__PROVIDED TEXT__
Content starts

There are festivals and festivals. The Aldeburgh Festival of Music and the Arts has been going since 1948 and is a music festival, but one without camping. It was founded in 1948 by Benjamin Britten, Peter Pears and the writer and producer Eric Crozier.
The first festival was held from 5th to 13th June 1948 with a varied programme of choral, orchestral and chamber concerts, recitals, exhibitions and lectures and three performances of Britten’s opera Albert Herring.
Over the following 20 years the festival’s increasing international reputation for excellence and its subsequent expanding audiences led to Britten and Pears realising the need for a dedicated festival concert hall. The disused maltings at Snape were selected for redevelopment. According to Kenneth Powell of the ’20th Century Society, “Britten was a demanding client: he wanted a 1000 seat hall, costing no more than £50,000, and completed in time for the 1966 Festival. The concert hall eventually cost £127,000 and seated 830”. It was opened by the Queen on 2 June 1967, the first day of the 20th Aldeburgh Festival.
However, just two years later on 7th June 1969 the concert hall was destroyed by fire. The hall we see today is the replica rebuilt, as requested by Britten, to be “just as it was”. The Queen came again in 1970 to open the hall, as she had done in 1967, and is reported as saying that she hoped not to be asked to come back a third time. The Queen may not have been back to the Maltings, but with the exception of the two years for Covid cancellations, the Aldeburgh Festival has returned every year since.
So what of the ‘tribe‘ at the festival? It is an artwork. It is these fine bronze men striding out towards the reeds. ‘Tribe’ by Laurence Edwards is part of a a three-year creative collaboration between Britten Pears Arts and Messums Wiltshire for 2022, 2024 and 2025.
The bronzes are currently on display as part of the Aldeburgh Festival at the Maltings site. They will then feature as part of Laurence Edwards’ solo exhibition ‘Tribes and Thresholds’ at Messums Wiltshire from 6 August – 16 October 2022. And, then next year they will travel to the other side of the world to Australia to be installed at the Orange Regional Museum in New South Wales.
It is difficult to appreciate from a photograph the compelling presence of these bronze men not least their imposing size.
As a group of three there is an intensity and solid quality to the ‘Walking Men’, but also, for a static sculpture, a strong sense of movement. And, then, when you look up and into their faces expecting purpose and resolve instead there is a questioning hesitancy coupled with a hint of resignation or perhaps even loss. Altogether a captivating work.

Content ends

__DATA UNDER STUDY__
Content starts

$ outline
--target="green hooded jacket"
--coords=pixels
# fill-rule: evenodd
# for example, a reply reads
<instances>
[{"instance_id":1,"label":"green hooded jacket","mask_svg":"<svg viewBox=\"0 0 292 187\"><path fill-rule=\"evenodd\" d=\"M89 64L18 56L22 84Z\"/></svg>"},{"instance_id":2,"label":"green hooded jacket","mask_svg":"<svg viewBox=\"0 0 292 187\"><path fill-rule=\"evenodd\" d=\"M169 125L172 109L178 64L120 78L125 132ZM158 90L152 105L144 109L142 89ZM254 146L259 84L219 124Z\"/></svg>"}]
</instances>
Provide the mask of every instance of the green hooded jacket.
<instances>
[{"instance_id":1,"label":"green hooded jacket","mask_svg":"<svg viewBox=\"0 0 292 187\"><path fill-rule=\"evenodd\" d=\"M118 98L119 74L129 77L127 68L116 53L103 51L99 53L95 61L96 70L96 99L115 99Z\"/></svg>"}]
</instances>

Content ends

__EXERCISE INSTRUCTIONS__
- a) Answer these questions using the text about the Aldeburgh Festival:
(i) Who opened the concert hall on 2 June 1967?
(ii) On what date was the concert hall destroyed by fire?
(iii) Where in Australia will the bronzes be installed?
- b) Repeat word for word the stretch of the text about the Aldeburgh Festival from "There are festivals" through "producer Eric Crozier.".

__TASK-BY-TASK OUTPUTS__
- a)
(i) The Queen.
(ii) 7th June 1969.
(iii) At the Orange Regional Museum in New South Wales.

- b)
There are festivals and festivals. The Aldeburgh Festival of Music and the Arts has been going since 1948 and is a music festival, but one without camping. It was founded in 1948 by Benjamin Britten, Peter Pears and the writer and producer Eric Crozier.